## AIM OF THE EXERCISE:
A verbatim copy of the records is required, with all pictures left out.

## INPUT:
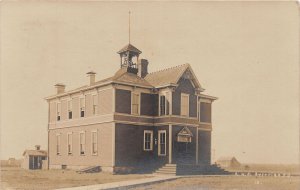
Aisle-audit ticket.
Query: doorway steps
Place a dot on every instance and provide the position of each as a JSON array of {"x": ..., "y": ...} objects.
[
  {"x": 90, "y": 169},
  {"x": 191, "y": 169}
]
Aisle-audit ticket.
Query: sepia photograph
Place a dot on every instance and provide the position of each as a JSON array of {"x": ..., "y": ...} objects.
[{"x": 146, "y": 95}]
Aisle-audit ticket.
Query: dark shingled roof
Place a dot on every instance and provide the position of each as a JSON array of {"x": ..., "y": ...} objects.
[
  {"x": 123, "y": 76},
  {"x": 35, "y": 152},
  {"x": 130, "y": 47},
  {"x": 166, "y": 76}
]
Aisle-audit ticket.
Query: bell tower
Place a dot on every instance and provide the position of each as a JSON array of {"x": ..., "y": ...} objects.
[{"x": 129, "y": 55}]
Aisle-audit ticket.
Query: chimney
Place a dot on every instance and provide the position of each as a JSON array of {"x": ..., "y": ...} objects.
[
  {"x": 92, "y": 76},
  {"x": 142, "y": 67},
  {"x": 60, "y": 88}
]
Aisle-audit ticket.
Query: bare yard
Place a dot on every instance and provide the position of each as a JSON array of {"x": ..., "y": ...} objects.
[{"x": 17, "y": 178}]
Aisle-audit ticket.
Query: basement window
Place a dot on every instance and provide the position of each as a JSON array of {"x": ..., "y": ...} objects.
[{"x": 82, "y": 107}]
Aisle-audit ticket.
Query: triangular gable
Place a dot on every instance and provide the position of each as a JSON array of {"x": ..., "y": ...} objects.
[{"x": 189, "y": 73}]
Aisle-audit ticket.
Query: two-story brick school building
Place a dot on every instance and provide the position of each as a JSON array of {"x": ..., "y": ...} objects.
[{"x": 133, "y": 119}]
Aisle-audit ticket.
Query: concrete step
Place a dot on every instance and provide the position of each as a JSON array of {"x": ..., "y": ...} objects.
[{"x": 165, "y": 170}]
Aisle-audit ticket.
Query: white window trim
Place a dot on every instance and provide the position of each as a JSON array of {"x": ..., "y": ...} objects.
[
  {"x": 188, "y": 104},
  {"x": 139, "y": 107},
  {"x": 159, "y": 132},
  {"x": 97, "y": 105},
  {"x": 71, "y": 152},
  {"x": 58, "y": 135},
  {"x": 168, "y": 97},
  {"x": 95, "y": 131},
  {"x": 82, "y": 132},
  {"x": 151, "y": 140},
  {"x": 71, "y": 101}
]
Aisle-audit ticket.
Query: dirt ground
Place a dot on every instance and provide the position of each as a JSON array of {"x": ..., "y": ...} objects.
[
  {"x": 17, "y": 178},
  {"x": 228, "y": 183}
]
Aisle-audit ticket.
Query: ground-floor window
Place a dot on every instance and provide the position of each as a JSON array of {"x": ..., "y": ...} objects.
[
  {"x": 161, "y": 142},
  {"x": 148, "y": 140},
  {"x": 69, "y": 143}
]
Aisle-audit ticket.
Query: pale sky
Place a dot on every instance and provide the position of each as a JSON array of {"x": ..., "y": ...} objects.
[{"x": 246, "y": 54}]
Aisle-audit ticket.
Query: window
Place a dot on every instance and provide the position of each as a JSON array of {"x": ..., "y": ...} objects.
[
  {"x": 148, "y": 140},
  {"x": 58, "y": 144},
  {"x": 82, "y": 143},
  {"x": 94, "y": 142},
  {"x": 167, "y": 103},
  {"x": 58, "y": 111},
  {"x": 161, "y": 142},
  {"x": 135, "y": 103},
  {"x": 82, "y": 107},
  {"x": 164, "y": 104},
  {"x": 184, "y": 105},
  {"x": 95, "y": 104},
  {"x": 205, "y": 112},
  {"x": 70, "y": 109},
  {"x": 69, "y": 143}
]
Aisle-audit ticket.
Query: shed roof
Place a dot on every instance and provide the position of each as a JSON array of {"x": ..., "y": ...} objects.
[{"x": 35, "y": 152}]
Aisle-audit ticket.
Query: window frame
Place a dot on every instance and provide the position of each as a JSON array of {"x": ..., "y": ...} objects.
[
  {"x": 139, "y": 102},
  {"x": 181, "y": 105},
  {"x": 58, "y": 144},
  {"x": 95, "y": 106},
  {"x": 84, "y": 143},
  {"x": 58, "y": 111},
  {"x": 160, "y": 105},
  {"x": 151, "y": 140},
  {"x": 92, "y": 150},
  {"x": 159, "y": 140},
  {"x": 82, "y": 108},
  {"x": 70, "y": 108},
  {"x": 70, "y": 151}
]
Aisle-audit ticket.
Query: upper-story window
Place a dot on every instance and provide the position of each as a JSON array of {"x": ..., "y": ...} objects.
[
  {"x": 94, "y": 142},
  {"x": 164, "y": 104},
  {"x": 82, "y": 143},
  {"x": 205, "y": 112},
  {"x": 184, "y": 108},
  {"x": 70, "y": 109},
  {"x": 58, "y": 111},
  {"x": 148, "y": 140},
  {"x": 82, "y": 107},
  {"x": 95, "y": 104},
  {"x": 69, "y": 143},
  {"x": 135, "y": 103},
  {"x": 58, "y": 144}
]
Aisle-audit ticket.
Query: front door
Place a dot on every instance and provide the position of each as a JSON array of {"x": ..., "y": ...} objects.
[{"x": 183, "y": 153}]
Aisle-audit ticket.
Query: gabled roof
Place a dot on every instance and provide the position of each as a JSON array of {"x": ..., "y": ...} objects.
[
  {"x": 35, "y": 152},
  {"x": 123, "y": 76},
  {"x": 227, "y": 158},
  {"x": 171, "y": 76},
  {"x": 131, "y": 48}
]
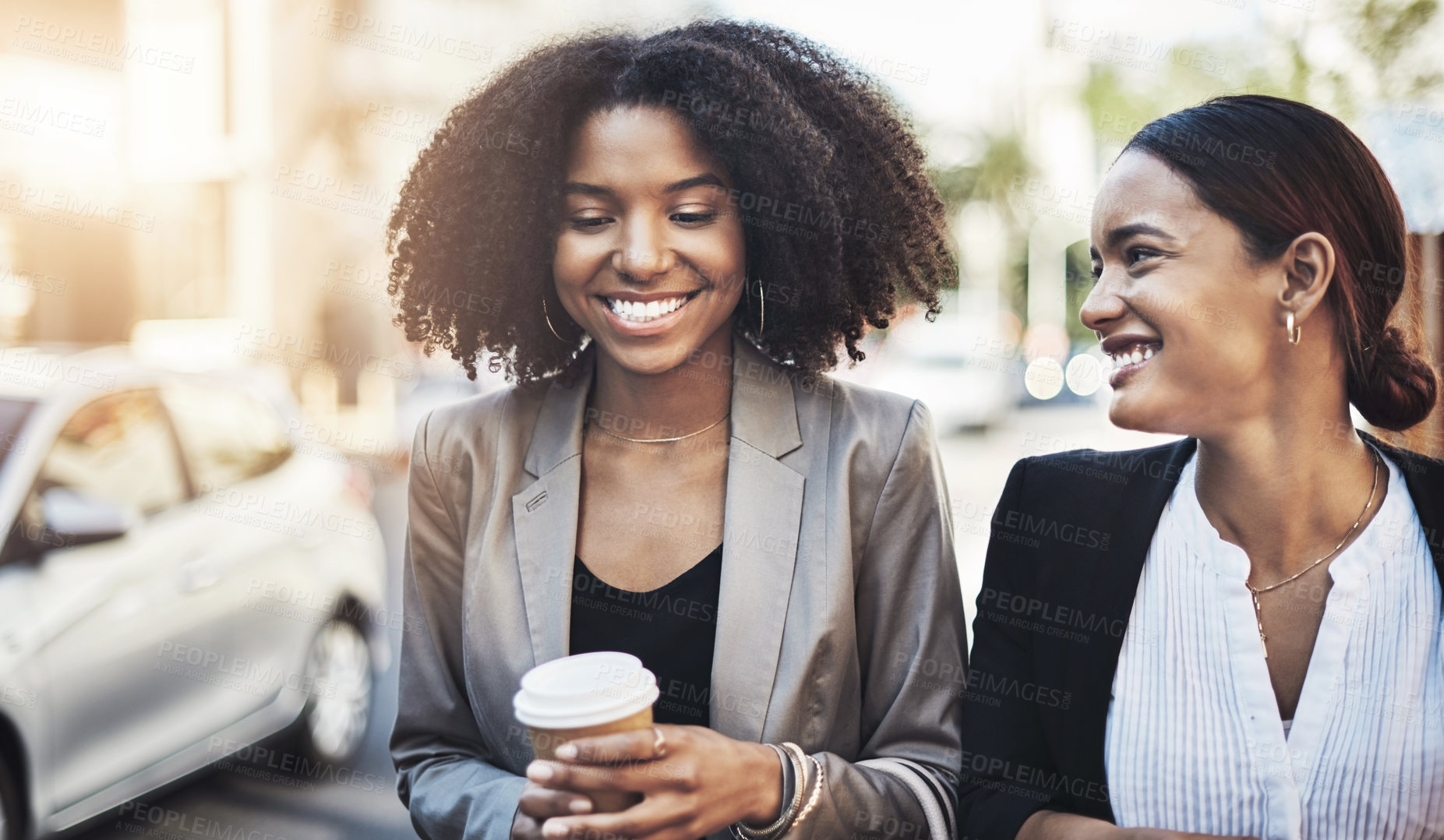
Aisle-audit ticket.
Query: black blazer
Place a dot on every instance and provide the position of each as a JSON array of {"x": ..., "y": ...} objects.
[{"x": 1069, "y": 540}]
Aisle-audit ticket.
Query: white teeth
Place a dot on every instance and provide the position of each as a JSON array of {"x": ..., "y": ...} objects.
[
  {"x": 1131, "y": 355},
  {"x": 643, "y": 312}
]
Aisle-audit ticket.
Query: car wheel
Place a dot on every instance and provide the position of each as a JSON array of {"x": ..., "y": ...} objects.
[
  {"x": 9, "y": 806},
  {"x": 338, "y": 693}
]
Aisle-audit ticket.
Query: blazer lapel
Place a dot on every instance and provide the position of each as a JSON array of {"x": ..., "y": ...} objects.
[
  {"x": 1424, "y": 477},
  {"x": 545, "y": 514},
  {"x": 1132, "y": 517},
  {"x": 763, "y": 520}
]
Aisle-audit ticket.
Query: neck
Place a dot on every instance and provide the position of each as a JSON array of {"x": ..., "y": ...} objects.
[
  {"x": 666, "y": 404},
  {"x": 1287, "y": 488}
]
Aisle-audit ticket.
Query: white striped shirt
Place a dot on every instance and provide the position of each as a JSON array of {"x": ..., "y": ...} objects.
[{"x": 1195, "y": 739}]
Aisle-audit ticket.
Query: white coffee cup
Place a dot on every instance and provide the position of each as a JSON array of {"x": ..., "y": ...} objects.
[{"x": 582, "y": 696}]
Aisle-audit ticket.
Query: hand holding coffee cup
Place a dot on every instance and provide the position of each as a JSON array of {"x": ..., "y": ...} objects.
[
  {"x": 585, "y": 696},
  {"x": 644, "y": 778}
]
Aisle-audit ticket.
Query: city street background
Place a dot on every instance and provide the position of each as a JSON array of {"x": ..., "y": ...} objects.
[{"x": 206, "y": 184}]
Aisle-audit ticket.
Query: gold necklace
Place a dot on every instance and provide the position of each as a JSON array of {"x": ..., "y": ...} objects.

## TASK SOLUTION:
Aisle-audit ticket.
Query: doorway steps
Place a dot on every instance and provide the position of each as a JSON array of {"x": ..., "y": ...} objects.
[
  {"x": 90, "y": 169},
  {"x": 191, "y": 169}
]
Aisle-audit ticket.
Query: sepia photograph
Place a dot on every instance and provide the position of each as a JSON array of {"x": ..., "y": ...} objects.
[{"x": 146, "y": 95}]
Aisle-audit ticket.
Query: dark shingled roof
Place a dot on every instance and provide the position of each as a JSON array of {"x": ..., "y": ...} objects.
[
  {"x": 123, "y": 76},
  {"x": 35, "y": 152},
  {"x": 130, "y": 47},
  {"x": 166, "y": 76}
]
Aisle-audit ticket.
Query: bell tower
Place a dot on every instance and provide the position of each as a JSON array of {"x": ..., "y": ...} objects.
[{"x": 129, "y": 55}]
Aisle-audit ticket.
Query: chimney
Place a dot on every instance and provide the position of each as a JSON array of {"x": ..., "y": ...} objects.
[
  {"x": 92, "y": 76},
  {"x": 142, "y": 67},
  {"x": 60, "y": 88}
]
Aisle-audit ticket.
Query: bare yard
Place a dot on every instance and provide the position of each as a JSON array of {"x": ..., "y": ...} objects.
[{"x": 17, "y": 178}]
Aisle-audit ticket.
Query: basement window
Place a dot on every instance and provide the position of each as a JSON array of {"x": ..., "y": ...} objects.
[{"x": 82, "y": 107}]
Aisle-audit ticket.
Query: triangular gable
Place a dot on every instance and provide the position of each as a JSON array of {"x": ..., "y": ...} objects.
[{"x": 189, "y": 73}]
Aisle-audit ticket.
Query: two-story brick school building
Place a dot on every instance and provide the position of each as a JSON array of {"x": ..., "y": ...} objects.
[{"x": 133, "y": 119}]
Aisle-audit ticket.
Query: concrete step
Place a dot on every instance and provide the position of each as a JSON array of {"x": ..., "y": ...} objects.
[{"x": 165, "y": 170}]
Aisle-audit ticket.
Query: white window trim
Place a dot on every instance and provide the position of each as a JSON array of {"x": ..., "y": ...} objects.
[
  {"x": 188, "y": 104},
  {"x": 139, "y": 107},
  {"x": 159, "y": 132},
  {"x": 97, "y": 105},
  {"x": 71, "y": 152},
  {"x": 58, "y": 135},
  {"x": 168, "y": 97},
  {"x": 95, "y": 131},
  {"x": 82, "y": 132},
  {"x": 151, "y": 140},
  {"x": 71, "y": 101}
]
Aisle-audit ticket.
Query: dirt ground
Place a dot on every instance and provide the position of each as a JSON array of {"x": ..., "y": ...} objects.
[
  {"x": 17, "y": 178},
  {"x": 228, "y": 183}
]
Aisle-audit ticket.
Query: ground-floor window
Place a dot on every instance and provide the position of each as a JSON array of {"x": ..., "y": ...} objects.
[
  {"x": 161, "y": 142},
  {"x": 148, "y": 140},
  {"x": 69, "y": 143}
]
Aisle-audit ticket.
Query: pale sky
Place a dot on every instance and provide the position of each as a JSON array of {"x": ..., "y": ...} objects.
[{"x": 246, "y": 54}]
Aisle-audit ticket.
Query: window
Place a dot on every instance and provide the position of each as a JSON array of {"x": ..., "y": ...} objects.
[
  {"x": 148, "y": 140},
  {"x": 58, "y": 144},
  {"x": 82, "y": 143},
  {"x": 94, "y": 142},
  {"x": 167, "y": 103},
  {"x": 58, "y": 111},
  {"x": 161, "y": 142},
  {"x": 135, "y": 103},
  {"x": 82, "y": 107},
  {"x": 164, "y": 104},
  {"x": 184, "y": 105},
  {"x": 95, "y": 104},
  {"x": 205, "y": 112},
  {"x": 70, "y": 109},
  {"x": 69, "y": 143}
]
Aisle-audit ticket.
Query: shed roof
Place a dot on every instance and provide the position of each as a JSON array of {"x": ..., "y": ...} objects.
[{"x": 35, "y": 152}]
Aisle-audit ticket.
Query: window frame
Place a dot on every instance and provide the position of each as a JSON array of {"x": ..., "y": ...} objects.
[
  {"x": 139, "y": 102},
  {"x": 181, "y": 105},
  {"x": 58, "y": 144},
  {"x": 95, "y": 106},
  {"x": 84, "y": 143},
  {"x": 58, "y": 111},
  {"x": 160, "y": 105},
  {"x": 151, "y": 140},
  {"x": 92, "y": 150},
  {"x": 159, "y": 140},
  {"x": 82, "y": 108},
  {"x": 70, "y": 108},
  {"x": 70, "y": 151}
]
Aisle-audit ticket.
Query: upper-story window
Place a dot on every instance and provide the position of each as a JSON array of {"x": ..., "y": ...} objects.
[
  {"x": 94, "y": 142},
  {"x": 164, "y": 104},
  {"x": 82, "y": 143},
  {"x": 205, "y": 112},
  {"x": 184, "y": 108},
  {"x": 70, "y": 109},
  {"x": 58, "y": 111},
  {"x": 148, "y": 140},
  {"x": 82, "y": 107},
  {"x": 95, "y": 104},
  {"x": 69, "y": 143},
  {"x": 135, "y": 103},
  {"x": 58, "y": 144}
]
Aisle-audit ticket.
Query: front door
Place a dot on every instance and provide the position of each as a JSON array of {"x": ..., "y": ...} objects.
[{"x": 183, "y": 153}]
Aisle-audit ticket.
Query: gabled roof
Place a dot on every instance and provide the position of each as a JSON array of {"x": ..., "y": ...} objects.
[
  {"x": 35, "y": 152},
  {"x": 123, "y": 76},
  {"x": 227, "y": 158},
  {"x": 171, "y": 76},
  {"x": 131, "y": 48}
]
Aisle-audit ticket.
Query: black blazer
Place a dot on every instance and provide the position of each as a JSON array of {"x": ..., "y": ...} objects.
[{"x": 1069, "y": 540}]
Aisle-audit ticket.
Query: white teeth
Place a dot on every instance and provide the position of each as a JSON array of {"x": ..., "y": ...} objects.
[
  {"x": 1131, "y": 355},
  {"x": 643, "y": 312}
]
Aisle-audit ticket.
Query: car wheel
Place a dot on every instance and provide the position of each as a JSON array of {"x": ..., "y": ...} objects.
[
  {"x": 9, "y": 806},
  {"x": 338, "y": 693}
]
Aisle-audit ticket.
Query: blazer lapel
Place a dot on every instance and provide the position of each as a JSON array of {"x": ..., "y": ...} objects.
[
  {"x": 1424, "y": 477},
  {"x": 545, "y": 514},
  {"x": 1132, "y": 517},
  {"x": 763, "y": 520}
]
Aisle-audit ticket.
Query: neck
Place a dot on every instance and provide the position of each as a JSON array of {"x": ..., "y": ...} objects.
[
  {"x": 666, "y": 404},
  {"x": 1287, "y": 488}
]
Aisle-audit ticket.
Query: white striped shirt
Place a dot on every instance and provide the position of each as a JSON array of {"x": ..., "y": ...} objects.
[{"x": 1195, "y": 739}]
Aisle-audit ticket.
Query: white coffee cup
Place a dot on every instance and provide the position of each as a JSON array of {"x": ..., "y": ...} objects.
[{"x": 582, "y": 696}]
Aisle-audit ticket.
Query: hand holding coffee cup
Place a dot on every instance and provide the position of each as a JSON array of {"x": ..., "y": ...} objects.
[
  {"x": 585, "y": 696},
  {"x": 644, "y": 778}
]
Aisle-audit ticket.
Query: city street background
Place a dot on every instance and provide the position of each as a JSON array of {"x": ..., "y": ...} objects.
[{"x": 206, "y": 184}]
Aisle-audit ticket.
Query: gold necklace
Place a dot on every instance and provide the position of each as a JSON array of {"x": ..., "y": ...} objects.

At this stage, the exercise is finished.